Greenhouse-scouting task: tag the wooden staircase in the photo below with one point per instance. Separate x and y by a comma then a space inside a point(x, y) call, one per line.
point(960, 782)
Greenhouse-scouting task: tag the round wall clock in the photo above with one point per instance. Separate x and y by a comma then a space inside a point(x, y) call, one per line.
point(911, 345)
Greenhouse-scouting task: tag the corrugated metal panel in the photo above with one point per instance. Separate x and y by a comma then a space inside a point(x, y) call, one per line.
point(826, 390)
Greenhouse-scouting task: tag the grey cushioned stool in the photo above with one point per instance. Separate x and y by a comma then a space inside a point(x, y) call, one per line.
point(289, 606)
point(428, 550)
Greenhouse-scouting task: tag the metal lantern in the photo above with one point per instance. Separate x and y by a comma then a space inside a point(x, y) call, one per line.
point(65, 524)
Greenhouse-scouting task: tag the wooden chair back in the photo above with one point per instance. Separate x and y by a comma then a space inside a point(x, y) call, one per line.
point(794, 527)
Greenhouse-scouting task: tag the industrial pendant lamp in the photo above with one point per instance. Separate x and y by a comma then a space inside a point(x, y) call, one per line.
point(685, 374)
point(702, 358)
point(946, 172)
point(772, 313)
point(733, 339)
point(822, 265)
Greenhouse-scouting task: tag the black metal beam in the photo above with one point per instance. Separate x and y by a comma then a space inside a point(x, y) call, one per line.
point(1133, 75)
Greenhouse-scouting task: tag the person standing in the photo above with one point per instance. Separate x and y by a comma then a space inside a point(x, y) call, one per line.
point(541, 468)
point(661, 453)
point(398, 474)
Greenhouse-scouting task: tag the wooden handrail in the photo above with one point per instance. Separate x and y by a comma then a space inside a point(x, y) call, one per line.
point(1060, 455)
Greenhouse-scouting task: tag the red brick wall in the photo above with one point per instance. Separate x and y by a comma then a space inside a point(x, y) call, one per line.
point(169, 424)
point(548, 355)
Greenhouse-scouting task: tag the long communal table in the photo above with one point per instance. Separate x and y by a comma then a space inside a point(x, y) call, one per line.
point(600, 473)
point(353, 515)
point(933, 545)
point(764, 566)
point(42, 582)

__Challenge__. Output everything from the start of the data down to the line containing "point(911, 345)" as a Markdown table with the columns No. and Text, one numbered row per line and no rows for blank lines.

__Response to this task__.
| No. | Text |
|---|---|
| 1 | Greenhouse-scouting task: tag the wooden staircase in the photo below with one point per instance. Separate x and y by a comma then a space inside a point(x, y) call, one per line. |
| 2 | point(960, 782) |
| 3 | Greenhouse-scouting task: tag the round wall clock in the photo above with one point per instance. Separate x and y by a comma then a space inside a point(x, y) call, one per line. |
| 4 | point(911, 345) |